■ MATERIAL SHOWN
--- Begin ---
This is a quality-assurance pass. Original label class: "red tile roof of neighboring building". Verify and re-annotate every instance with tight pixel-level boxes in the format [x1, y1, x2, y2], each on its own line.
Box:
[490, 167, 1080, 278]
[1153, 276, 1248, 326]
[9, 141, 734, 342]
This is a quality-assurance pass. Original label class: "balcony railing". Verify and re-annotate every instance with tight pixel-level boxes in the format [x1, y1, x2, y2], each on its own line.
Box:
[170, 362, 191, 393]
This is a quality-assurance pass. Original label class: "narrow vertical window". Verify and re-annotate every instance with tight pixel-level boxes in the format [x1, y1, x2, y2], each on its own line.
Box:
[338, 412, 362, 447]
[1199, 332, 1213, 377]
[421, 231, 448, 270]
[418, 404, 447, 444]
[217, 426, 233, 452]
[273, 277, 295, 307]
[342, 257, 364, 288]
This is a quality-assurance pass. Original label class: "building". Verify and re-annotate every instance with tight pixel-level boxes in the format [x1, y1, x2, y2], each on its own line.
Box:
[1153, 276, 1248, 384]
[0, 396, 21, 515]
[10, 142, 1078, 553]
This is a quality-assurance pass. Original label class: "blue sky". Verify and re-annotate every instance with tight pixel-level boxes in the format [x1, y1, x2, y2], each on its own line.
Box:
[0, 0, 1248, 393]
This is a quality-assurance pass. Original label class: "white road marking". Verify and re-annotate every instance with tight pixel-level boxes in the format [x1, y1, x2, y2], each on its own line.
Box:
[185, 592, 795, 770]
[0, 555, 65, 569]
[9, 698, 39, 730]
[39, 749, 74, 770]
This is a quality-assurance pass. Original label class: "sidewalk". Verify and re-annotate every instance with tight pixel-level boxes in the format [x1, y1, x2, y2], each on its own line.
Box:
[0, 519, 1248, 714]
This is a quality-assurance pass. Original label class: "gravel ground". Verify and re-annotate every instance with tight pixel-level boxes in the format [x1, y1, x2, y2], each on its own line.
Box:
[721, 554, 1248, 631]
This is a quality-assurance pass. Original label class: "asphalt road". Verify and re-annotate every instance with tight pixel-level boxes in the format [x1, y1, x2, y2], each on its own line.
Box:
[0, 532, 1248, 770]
--- End ---
--- Begin ---
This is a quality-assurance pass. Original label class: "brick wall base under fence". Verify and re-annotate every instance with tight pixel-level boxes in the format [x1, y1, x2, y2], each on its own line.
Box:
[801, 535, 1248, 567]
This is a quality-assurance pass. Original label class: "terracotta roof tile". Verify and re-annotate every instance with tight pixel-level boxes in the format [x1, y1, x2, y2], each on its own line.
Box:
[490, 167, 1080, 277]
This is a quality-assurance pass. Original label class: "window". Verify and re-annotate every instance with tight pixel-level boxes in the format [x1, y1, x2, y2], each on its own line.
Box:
--- End ---
Copy the lines above without any changes, covering the stretch from the line that contains "tile roof of" through the line that contains "[0, 532, 1248, 770]", with both of those lines included.

■ COMPLETED TASK
This is a quality-assurance pass. Original label class: "red tile roof of neighboring building". Verify and re-annotate every instance with tight pixel-level boxes in the format [x1, y1, x2, y2], each on its own line.
Box:
[490, 167, 1080, 278]
[1153, 276, 1248, 326]
[9, 141, 734, 342]
This is a quality-assurance pass. Original label class: "balcony railing". Verify and re-annotate every instance with tight pixel-level boxes in the format [x1, y1, x2, y2], each on its own line.
Box:
[170, 362, 191, 393]
This is a quality-assurance pass. Original label class: "narrow vertical window". Verify and re-annotate every instance with tight pixel-level boxes in the format [x1, y1, x2, y2], each on its own line.
Box:
[338, 412, 362, 447]
[1199, 332, 1213, 377]
[421, 231, 448, 270]
[418, 404, 447, 444]
[217, 426, 233, 452]
[273, 277, 295, 307]
[342, 257, 364, 288]
This is a quality-assurance pass. Original label class: "building". Verify and re-annotate every instance with tight pixel-level boxes in the format [x1, y1, x2, y2], each on its own line.
Box:
[1153, 276, 1248, 384]
[0, 396, 21, 515]
[10, 142, 1078, 553]
This is a quality-assurance pass. Original label class: "blue sky". Verify and re-annotate every instance with tight pixel-level boxes in the format [x1, y1, x2, y2], each on its own line.
Box:
[0, 0, 1248, 393]
This is a quality-assurance pass. Original label class: "white road marking". Verify and re-annotate every instance with tight pixel-level boxes in the format [x1, y1, x2, y2], each on its own line.
Box:
[185, 592, 795, 770]
[0, 555, 65, 569]
[9, 698, 39, 730]
[39, 749, 74, 770]
This is a quality-assurance pass. Original label class: "sidewalk". Verify and re-annotate every instance with tight pixel-level boxes in the format [x1, y1, x2, y2], each on its own line.
Box:
[0, 519, 1248, 714]
This is a quality-assurance pass. Original label class: "gravel ground". Verify and re-annotate every instance with tight pixel-level boxes in the format [x1, y1, x2, y2], each on its own line.
Box:
[721, 554, 1248, 631]
This is a quality-assurance pass. Original label class: "asphalt road". Verify and re-annotate every instance with tight pixel-level boxes in the format [x1, y1, x2, y2], each on its own line.
Box:
[0, 532, 1248, 770]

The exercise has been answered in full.